### Problem
Quote every sentence in the passage on umbilical hernia repair surgery that mentions children or adults.
Start of Extract to read
What Is Umbilical Hernia Repair Surgery?

An umbilical hernia is a bulge or pouch that forms in the abdomen. And umbilical hernia repair surgery is the procedure performed to fix these formations in the abdominal wall or to close an opening near the umbilicus (belly) that causes abdominal contents to protrude. Umbilical hernia repair surgery can be used to treat umbilical hernias in both children and adults. Umbilical hernias in children don’t always require surgical repair as they almost always heal without surgery. However, umbilical hernias in adults are unlikely to go away on their own as they grow larger over time and require a hernia surgery.

How is Umbilical Hernia Repair Surgery Done?
End of Extract to read
Start of Recorded information
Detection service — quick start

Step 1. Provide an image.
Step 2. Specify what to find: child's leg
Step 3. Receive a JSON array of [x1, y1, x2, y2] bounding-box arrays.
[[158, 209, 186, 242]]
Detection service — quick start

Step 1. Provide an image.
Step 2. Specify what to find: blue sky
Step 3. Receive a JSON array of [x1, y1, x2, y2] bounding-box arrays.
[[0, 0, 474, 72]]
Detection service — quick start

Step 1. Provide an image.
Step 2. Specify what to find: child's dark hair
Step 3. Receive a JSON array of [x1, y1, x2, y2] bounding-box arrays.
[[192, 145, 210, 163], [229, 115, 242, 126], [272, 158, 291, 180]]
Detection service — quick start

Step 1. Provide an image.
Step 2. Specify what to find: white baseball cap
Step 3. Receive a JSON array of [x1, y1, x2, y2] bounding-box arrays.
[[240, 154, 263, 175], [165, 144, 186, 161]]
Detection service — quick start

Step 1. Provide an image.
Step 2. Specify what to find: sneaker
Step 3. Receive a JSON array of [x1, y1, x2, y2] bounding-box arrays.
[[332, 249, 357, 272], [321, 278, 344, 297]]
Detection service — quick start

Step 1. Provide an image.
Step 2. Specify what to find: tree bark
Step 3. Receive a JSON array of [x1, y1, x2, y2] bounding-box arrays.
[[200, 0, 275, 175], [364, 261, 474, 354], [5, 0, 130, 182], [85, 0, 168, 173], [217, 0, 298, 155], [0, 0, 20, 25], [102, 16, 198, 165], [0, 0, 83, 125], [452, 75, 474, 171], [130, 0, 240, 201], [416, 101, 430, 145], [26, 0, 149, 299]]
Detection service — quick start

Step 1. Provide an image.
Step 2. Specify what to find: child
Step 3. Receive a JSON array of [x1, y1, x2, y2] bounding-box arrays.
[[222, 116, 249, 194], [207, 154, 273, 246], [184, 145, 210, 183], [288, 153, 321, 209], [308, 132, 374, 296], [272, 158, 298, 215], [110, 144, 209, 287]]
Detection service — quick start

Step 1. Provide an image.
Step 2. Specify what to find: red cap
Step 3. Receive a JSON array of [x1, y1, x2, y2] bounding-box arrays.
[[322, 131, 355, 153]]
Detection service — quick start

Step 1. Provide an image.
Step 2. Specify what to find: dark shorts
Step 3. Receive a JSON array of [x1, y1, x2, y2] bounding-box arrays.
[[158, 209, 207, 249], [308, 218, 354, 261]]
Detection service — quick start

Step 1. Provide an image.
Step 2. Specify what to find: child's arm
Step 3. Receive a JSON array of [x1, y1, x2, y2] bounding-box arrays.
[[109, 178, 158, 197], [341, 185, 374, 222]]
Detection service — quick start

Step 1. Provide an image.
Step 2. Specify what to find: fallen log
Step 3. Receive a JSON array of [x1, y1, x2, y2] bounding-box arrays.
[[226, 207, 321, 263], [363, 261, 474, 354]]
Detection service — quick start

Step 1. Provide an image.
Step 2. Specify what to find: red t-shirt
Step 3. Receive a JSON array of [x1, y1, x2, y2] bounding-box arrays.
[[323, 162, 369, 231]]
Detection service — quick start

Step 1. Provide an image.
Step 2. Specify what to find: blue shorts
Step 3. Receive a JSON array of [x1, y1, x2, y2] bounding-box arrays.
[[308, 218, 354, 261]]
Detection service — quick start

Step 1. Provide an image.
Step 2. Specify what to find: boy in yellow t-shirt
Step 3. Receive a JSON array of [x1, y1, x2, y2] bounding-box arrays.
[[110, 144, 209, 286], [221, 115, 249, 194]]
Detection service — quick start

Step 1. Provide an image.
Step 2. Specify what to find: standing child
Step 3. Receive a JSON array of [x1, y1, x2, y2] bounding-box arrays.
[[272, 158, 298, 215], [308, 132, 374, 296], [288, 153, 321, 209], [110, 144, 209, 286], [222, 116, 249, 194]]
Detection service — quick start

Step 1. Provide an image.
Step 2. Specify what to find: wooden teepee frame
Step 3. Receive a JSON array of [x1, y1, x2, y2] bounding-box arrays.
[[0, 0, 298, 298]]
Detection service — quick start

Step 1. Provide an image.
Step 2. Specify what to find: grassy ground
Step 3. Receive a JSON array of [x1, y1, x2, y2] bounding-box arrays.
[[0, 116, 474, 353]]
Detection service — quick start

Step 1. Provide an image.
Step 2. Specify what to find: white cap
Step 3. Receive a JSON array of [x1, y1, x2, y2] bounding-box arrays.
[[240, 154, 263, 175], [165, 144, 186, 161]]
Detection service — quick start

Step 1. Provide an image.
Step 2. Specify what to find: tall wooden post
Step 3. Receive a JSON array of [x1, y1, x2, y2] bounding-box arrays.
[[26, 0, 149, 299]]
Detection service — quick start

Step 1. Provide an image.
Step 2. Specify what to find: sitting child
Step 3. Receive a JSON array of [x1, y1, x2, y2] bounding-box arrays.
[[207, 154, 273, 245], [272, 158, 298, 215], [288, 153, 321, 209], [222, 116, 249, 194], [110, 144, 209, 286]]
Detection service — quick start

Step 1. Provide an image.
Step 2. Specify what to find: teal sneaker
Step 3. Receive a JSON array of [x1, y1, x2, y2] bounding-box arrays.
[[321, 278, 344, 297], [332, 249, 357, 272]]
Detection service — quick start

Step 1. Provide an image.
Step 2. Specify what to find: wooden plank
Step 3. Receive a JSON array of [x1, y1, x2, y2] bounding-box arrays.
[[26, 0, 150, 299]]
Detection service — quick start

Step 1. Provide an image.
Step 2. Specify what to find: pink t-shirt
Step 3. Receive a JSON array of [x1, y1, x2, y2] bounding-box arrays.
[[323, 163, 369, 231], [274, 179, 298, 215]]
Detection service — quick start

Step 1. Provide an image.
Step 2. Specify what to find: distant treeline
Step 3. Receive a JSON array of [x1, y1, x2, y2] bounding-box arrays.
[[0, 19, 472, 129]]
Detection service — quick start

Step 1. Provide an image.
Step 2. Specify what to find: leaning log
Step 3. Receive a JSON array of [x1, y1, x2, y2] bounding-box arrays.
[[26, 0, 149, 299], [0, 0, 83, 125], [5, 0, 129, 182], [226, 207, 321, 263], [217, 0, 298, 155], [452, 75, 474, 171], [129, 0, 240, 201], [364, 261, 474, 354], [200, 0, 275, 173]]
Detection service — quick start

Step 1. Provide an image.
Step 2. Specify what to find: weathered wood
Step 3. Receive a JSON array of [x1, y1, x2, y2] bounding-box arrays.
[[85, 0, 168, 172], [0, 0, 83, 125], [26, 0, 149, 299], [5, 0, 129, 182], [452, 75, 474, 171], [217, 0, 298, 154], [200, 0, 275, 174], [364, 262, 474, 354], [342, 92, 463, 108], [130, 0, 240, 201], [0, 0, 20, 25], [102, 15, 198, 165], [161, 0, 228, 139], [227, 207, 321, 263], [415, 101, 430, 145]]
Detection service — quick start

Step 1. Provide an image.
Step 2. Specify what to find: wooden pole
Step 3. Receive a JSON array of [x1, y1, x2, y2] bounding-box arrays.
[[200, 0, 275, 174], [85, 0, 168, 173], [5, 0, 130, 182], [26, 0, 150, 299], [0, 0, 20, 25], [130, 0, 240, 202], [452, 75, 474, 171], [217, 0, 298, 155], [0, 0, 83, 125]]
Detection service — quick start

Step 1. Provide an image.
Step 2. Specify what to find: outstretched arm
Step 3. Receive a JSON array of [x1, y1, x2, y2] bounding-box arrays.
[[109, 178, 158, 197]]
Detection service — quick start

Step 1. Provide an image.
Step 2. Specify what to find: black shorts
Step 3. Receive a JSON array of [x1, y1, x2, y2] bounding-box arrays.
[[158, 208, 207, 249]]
End of Recorded information
### Task response
- Umbilical hernia repair surgery can be used to treat umbilical hernias in both children and adults.
- Umbilical hernias in children don’t always require surgical repair as they almost always heal without surgery.
- However, umbilical hernias in adults are unlikely to go away on their own as they grow larger over time and require a hernia surgery.